▶ Listed records:
## begin
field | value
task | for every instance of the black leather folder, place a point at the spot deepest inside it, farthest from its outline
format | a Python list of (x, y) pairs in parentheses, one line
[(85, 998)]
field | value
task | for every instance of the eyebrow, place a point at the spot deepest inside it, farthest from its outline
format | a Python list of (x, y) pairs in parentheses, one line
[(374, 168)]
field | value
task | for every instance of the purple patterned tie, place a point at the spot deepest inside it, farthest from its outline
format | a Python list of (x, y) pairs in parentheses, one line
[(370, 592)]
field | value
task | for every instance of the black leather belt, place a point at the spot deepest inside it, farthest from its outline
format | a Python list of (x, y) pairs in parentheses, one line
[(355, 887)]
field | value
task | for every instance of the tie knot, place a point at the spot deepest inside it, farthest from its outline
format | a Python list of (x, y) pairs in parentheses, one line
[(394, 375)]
## end
▶ What needs to be done:
Rewrite the rows above as a two-column CSV with the header request,answer. Put one line per row, with its task text in the first field and its points in the second, and quote each field, with any line breaks turned into spaces.

▶ Answer below:
request,answer
"field | value task | for every instance of the black leather folder, place a point at the spot deepest inside it, farthest from its outline format | a Python list of (x, y) pairs in parentheses, one line","[(85, 998)]"
"field | value task | for every instance of the eyebrow, place a point at the spot deepest inside it, farthest from its outline format | a Python list of (x, y) pairs in parentheses, one line","[(374, 168)]"
"field | value task | for every instance of the purple patterned tie, place a point at the spot deepest inside it, farthest from its outline format | a Python list of (x, y) pairs in parentheses, one line","[(370, 592)]"
"field | value task | for every instance of the black leather belt, place a point at the spot deepest inside it, farthest from its outline format | a Python list of (x, y) pairs in parentheses, one line","[(355, 887)]"
"field | value task | for every instance of the tie knot, place a point at the spot deepest inside it, farthest from its outline format | a Python list of (x, y) pairs in parentheses, one line","[(394, 375)]"